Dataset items
===

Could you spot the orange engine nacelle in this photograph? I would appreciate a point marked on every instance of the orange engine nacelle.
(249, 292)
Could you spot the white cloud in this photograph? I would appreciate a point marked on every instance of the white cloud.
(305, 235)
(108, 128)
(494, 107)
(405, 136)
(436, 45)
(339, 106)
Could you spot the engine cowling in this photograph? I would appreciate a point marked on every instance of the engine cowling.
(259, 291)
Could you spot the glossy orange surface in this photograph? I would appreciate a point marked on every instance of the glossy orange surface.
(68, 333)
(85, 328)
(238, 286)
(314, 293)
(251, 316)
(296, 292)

===

- What is expected:
Put every line of the rows above into a Markdown table with two columns, Line No. and Content. Number the lines in order and leave out any blank lines.

- Answer to the task:
| Line No. | Content |
|---|---|
| 1 | Could you spot the orange engine nacelle in this photograph? I would appreciate a point marked on every instance of the orange engine nacelle. |
| 2 | (249, 292) |
| 3 | Could you spot the white cloud in this photograph? I would appreciate a point marked on every instance of the white cloud. |
| 4 | (305, 235) |
| 5 | (108, 128) |
| 6 | (494, 107) |
| 7 | (405, 136) |
| 8 | (436, 45) |
| 9 | (339, 106) |
| 10 | Could you spot the engine cowling in this photograph? I would appreciate a point marked on every instance of the engine cowling. |
| 11 | (259, 291) |
| 12 | Could you spot the glossy orange surface in this photograph? I would appreciate a point marked on every instance of the glossy orange surface. |
| 13 | (68, 333) |
| 14 | (85, 328) |
| 15 | (238, 286) |
| 16 | (314, 293) |
| 17 | (251, 316) |
| 18 | (296, 292) |